• EXCERPT TO READ
Published May 14, 2010
JeanettePNP, MSN, RN, NP
1 Article; 1,863 Posts
My husband was recently discharged from the hospital following a surgical procedure. I was looking over his discharge papers (after he got home) and realized that he had accidentally been given someone else's discharge papers.
His own papers were there, but the other guy's were somehow mixed in with them. Now I wonder whose papers the other guy has and what other mixups may have happened in this hospital.
Would you suggest letting the hospital know about the mixup? Or just quietly shredding those papers and forgetting about them?
caliotter3
38,333 Posts
Put a note with them and mail them back, to the Admissions/Discharge Dept. or just shred them. Most people wouldn't even bother to shred them.
Batman25
686 Posts
I'd shred them and move on.
S.N. Visit, BSN, RN
1,233 Posts
I would also shred and move on...
I'd be pretty upset with a hospital that let MY papers go floating around to who-knows-where (and who-knows-whom).
PAROPPY, BSN, RN
92 Posts
Shred it and Forget it
cardiacmadeline, RN
262 Posts
I would shred them and notify the hospital so they are aware. If they are aware of the error, maybe this will give them an opportunity to improve on something.
shiccy
379 Posts
I'd call / bring them back ....
Meriwhen, ASN, BSN, MSN, RN
4 Articles; 7,907 Posts
Let them know so they can fix the problem for the future.
CrunchRN, ADN, RN
4,549 Posts
Shred and forget it. Everyone makes mistakes and I don't really think it will be productive to force the issue.
If you were the nurse doing a million things at once and you inadvertently had this happen wouldn't you hope the other person would just quit reading and shred them?
No matter how many reminders happen perfection is not attainable! So why cause some poor nurse to have her feet held over the flames by admin?
Do you never make mistakes?

• RECORD EXCERPTS
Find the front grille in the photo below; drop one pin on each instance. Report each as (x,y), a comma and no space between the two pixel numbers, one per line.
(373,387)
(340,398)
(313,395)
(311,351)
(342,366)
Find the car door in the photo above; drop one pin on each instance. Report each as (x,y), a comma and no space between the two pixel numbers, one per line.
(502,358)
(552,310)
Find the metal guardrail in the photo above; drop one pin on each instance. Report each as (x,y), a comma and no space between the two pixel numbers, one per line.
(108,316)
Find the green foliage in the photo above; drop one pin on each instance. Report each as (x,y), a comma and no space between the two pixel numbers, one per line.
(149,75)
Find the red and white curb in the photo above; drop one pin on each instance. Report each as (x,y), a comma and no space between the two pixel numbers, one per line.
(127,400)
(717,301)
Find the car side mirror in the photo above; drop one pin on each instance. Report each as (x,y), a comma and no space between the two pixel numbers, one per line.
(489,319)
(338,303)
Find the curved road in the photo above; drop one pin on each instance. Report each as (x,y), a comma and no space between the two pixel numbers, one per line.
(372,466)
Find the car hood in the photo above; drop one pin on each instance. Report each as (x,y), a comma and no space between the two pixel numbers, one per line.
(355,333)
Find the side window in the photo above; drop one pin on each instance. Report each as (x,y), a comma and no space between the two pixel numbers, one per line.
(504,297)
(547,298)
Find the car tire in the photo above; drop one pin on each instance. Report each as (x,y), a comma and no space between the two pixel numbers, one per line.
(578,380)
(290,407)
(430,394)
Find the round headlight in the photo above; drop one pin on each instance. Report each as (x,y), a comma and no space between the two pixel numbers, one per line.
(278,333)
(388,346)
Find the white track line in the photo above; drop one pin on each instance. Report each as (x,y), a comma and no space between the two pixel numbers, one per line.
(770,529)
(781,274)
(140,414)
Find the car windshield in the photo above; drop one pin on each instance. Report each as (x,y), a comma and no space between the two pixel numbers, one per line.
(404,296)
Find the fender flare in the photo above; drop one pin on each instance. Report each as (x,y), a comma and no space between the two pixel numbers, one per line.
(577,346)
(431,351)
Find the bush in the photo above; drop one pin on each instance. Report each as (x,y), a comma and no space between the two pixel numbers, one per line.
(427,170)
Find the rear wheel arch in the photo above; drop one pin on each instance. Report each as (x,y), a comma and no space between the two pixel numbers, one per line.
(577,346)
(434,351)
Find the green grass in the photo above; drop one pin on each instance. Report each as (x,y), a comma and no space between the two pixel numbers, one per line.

• TASK LIST
1. Answer these questions about the forum thread on mixed-up discharge papers, giving each answer on its own line with its letter:
(a) When did the original poster look over her husband's discharge papers?
(b) To which department does caliotter3 suggest mailing the papers back?
(c) What reason does cardiacmadeline give for notifying the hospital?
2. Reproduce the part of the forum thread on mixed-up discharge papers that opens with the words containing "Would you suggest" and closes with "them and move on.".
3. Continue the forum thread on mixed-up discharge papers from the point where it stops.
The data can be set aside, since nothing here relies on it.

• TASK ANSWERS
1.
(a) After he got home.
(b) The Admissions/Discharge Dept.
(c) If they are aware of the error, it may give them an opportunity to improve on something.

2.
Would you suggest letting the hospital know about the mixup? Or just quietly shredding those papers and forgetting about them?
caliotter3
38,333 Posts
Put a note with them and mail them back, to the Admissions/Discharge Dept. or just shred them. Most people wouldn't even bother to shred them.
Batman25
686 Posts
I'd shred them and move on.

3.
If it was a "teachable" moment, and by that i mean a serious mistake or someone repeating a mistake over and over then it would need to be addressed and that is a different situation.
I would give the person a break and hope that karma would riccochet.......
rita359
437 Posts
I suppose it could be a hipaa violation if you read those discharge papers. If you know it doesn't belong to your husband stop at the name, shred the paper and forget it. We are all human and make mistakes. Why blow this out of proportion?
kids
1 Article; 2,334 Posts
I'd notify the hospital and ask them what they want to do with the paperwork.
It's not about good karma or bad, it's not about getting someone in trouble (or not). ANY breakdown in the system can be a teachable moment.
I went for my annual neuropsych eval few years ago. When the clinic mailed me my records they accidentally sent me the records of someone with significant mental illness. I called them and they over-nighted me a mailer to send them back. The HUGE issue I had with it all was that they could not tell me where MY records were. I returned the records and filed a HIPAA complaint.
I don't believe you'd be committing a sanctionable HIPAA violation by reading the paperwork but the hospital has committed a huge violation.